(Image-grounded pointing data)

*****

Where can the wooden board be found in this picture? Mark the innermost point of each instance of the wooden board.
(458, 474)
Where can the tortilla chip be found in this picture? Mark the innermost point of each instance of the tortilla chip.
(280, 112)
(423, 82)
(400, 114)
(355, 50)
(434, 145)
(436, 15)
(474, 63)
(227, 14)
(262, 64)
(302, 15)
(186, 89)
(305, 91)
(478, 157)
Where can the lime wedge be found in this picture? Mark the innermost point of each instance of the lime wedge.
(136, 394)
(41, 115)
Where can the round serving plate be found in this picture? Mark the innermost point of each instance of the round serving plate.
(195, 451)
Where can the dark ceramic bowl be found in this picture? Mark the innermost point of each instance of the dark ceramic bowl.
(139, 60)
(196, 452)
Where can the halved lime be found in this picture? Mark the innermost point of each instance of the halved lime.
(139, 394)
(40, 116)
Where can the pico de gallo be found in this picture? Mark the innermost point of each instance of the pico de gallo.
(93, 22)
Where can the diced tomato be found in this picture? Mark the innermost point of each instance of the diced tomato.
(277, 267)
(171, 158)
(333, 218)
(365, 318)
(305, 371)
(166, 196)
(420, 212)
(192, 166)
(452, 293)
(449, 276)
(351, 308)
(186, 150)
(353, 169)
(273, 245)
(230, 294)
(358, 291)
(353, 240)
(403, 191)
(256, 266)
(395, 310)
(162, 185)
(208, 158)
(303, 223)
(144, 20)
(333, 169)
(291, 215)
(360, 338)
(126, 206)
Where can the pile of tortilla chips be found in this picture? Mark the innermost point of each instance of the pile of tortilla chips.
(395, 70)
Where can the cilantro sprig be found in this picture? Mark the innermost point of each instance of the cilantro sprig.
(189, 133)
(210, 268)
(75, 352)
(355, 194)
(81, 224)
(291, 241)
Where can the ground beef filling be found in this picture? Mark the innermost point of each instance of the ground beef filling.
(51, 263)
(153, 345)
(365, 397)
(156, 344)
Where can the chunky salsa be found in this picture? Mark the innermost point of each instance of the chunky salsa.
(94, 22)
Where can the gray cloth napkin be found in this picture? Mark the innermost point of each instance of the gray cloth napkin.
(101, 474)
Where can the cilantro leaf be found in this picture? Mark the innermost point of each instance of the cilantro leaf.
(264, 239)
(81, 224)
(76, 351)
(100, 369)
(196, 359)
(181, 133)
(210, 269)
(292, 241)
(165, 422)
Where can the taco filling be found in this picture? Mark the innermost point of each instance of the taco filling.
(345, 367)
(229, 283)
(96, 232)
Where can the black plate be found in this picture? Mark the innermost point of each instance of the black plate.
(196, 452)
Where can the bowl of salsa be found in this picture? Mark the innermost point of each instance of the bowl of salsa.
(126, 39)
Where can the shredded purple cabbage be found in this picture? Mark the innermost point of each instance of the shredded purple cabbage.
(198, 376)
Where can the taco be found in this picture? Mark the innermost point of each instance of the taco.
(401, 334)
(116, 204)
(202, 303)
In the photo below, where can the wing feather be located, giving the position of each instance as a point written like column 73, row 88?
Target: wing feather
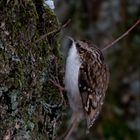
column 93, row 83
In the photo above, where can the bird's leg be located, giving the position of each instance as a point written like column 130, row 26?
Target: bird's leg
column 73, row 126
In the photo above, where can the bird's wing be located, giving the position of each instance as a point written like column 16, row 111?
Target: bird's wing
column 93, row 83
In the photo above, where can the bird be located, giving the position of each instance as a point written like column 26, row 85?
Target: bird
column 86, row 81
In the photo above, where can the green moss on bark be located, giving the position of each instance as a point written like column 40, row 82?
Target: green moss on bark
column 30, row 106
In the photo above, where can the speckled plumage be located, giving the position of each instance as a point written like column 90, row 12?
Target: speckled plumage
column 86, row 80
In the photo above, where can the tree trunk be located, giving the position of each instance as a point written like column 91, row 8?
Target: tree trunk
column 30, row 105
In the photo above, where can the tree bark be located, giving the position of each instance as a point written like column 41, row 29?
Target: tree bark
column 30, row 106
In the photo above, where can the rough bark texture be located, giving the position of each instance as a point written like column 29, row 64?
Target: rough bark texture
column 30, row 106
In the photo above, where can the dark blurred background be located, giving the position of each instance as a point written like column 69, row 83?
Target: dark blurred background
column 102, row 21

*****

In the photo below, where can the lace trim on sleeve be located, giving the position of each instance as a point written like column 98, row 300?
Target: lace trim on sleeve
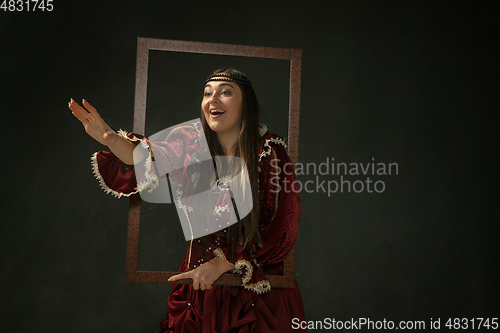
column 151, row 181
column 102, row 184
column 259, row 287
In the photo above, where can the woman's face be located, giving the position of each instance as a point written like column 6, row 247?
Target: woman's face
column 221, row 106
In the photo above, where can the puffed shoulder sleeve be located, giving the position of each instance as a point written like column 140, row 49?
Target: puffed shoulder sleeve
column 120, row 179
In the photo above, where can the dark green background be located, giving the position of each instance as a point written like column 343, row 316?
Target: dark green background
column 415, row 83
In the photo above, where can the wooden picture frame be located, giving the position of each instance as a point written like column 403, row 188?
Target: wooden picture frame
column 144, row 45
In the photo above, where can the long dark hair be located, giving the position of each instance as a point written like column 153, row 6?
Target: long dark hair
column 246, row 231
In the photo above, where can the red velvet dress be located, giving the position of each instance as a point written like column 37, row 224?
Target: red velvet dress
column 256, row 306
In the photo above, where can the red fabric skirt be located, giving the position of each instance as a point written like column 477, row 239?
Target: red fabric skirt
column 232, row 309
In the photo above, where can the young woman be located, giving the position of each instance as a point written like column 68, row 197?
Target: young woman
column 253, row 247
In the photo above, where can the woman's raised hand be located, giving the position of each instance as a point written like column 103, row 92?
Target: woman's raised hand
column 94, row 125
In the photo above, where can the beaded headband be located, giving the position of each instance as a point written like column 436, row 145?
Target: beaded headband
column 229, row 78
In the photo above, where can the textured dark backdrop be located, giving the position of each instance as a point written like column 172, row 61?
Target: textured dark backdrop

*****

» **The task**: Show all lines in the entries above where the string "textured" appears.

» **Written solution**:
In the photo above, where can the textured dark backdrop be located, giving the position of each instance as a point written like column 172, row 61?
Target: textured dark backdrop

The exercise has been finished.